### Records from a data source
***

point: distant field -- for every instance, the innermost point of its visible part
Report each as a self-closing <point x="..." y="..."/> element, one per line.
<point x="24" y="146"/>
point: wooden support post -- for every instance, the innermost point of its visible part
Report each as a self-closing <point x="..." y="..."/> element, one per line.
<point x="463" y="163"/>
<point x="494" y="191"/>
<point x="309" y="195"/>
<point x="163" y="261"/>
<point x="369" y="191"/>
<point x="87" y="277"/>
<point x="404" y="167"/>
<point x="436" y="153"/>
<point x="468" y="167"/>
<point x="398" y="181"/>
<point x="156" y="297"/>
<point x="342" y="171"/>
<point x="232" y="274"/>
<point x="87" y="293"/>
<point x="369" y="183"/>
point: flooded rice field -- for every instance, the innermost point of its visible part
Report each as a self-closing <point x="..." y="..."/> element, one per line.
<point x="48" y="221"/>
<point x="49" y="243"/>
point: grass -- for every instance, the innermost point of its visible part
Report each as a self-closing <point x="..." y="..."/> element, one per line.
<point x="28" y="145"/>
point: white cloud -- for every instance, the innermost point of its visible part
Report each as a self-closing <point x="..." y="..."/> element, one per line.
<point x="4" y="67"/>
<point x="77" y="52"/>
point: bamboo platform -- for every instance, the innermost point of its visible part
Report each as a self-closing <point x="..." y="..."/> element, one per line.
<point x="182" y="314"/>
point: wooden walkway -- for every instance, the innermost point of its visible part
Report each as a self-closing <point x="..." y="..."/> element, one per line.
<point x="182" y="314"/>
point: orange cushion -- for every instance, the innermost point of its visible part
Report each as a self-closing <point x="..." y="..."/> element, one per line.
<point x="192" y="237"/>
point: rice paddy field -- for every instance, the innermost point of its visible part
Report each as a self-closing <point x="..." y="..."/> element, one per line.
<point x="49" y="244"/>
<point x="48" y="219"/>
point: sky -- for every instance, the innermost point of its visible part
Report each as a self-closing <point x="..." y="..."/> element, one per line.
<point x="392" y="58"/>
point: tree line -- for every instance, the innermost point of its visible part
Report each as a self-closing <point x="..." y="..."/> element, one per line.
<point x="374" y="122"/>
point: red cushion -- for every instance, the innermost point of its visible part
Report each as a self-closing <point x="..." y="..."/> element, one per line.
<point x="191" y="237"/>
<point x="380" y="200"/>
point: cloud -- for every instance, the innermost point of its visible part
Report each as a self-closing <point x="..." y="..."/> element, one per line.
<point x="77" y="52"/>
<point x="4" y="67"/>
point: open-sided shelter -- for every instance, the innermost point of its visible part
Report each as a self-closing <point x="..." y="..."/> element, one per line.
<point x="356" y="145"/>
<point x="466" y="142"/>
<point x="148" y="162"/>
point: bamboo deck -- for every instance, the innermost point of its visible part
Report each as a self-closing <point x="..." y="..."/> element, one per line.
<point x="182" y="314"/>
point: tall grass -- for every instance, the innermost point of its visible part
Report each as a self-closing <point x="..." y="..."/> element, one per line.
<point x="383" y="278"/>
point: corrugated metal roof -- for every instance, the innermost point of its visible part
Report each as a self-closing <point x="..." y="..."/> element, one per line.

***

### WHAT IS BEING ASKED
From the line containing "point: red cushion" down to the final line of the data, write out every line exactly; both the first and last of these belong in your answer, and nothing else does.

### TASK OUTPUT
point: red cushion -- for every instance, the innermost point of its visible part
Report each as a self-closing <point x="..." y="..."/> element, one per line.
<point x="191" y="237"/>
<point x="380" y="200"/>
point: cloud -- for every instance, the innermost point of its visible part
Report each as a self-closing <point x="..." y="..."/> element, one per line.
<point x="77" y="52"/>
<point x="4" y="67"/>
point: open-sided shelter -- for every instance, the innermost point of its visible part
Report each as a self-closing <point x="..." y="..."/> element, one per line.
<point x="356" y="145"/>
<point x="466" y="142"/>
<point x="148" y="162"/>
point: bamboo deck -- for every instance, the innermost point of its visible part
Report each as a self-closing <point x="..." y="..."/> element, one per line.
<point x="182" y="314"/>
point: tall grass -- for every instance, the innermost point of its visible part
Report each as a self-closing <point x="..." y="..."/> element, one per line.
<point x="383" y="278"/>
point: corrugated metal roof -- for every instance, the innermost point of its visible part
Report each as a self-closing <point x="..." y="..."/> element, one per line.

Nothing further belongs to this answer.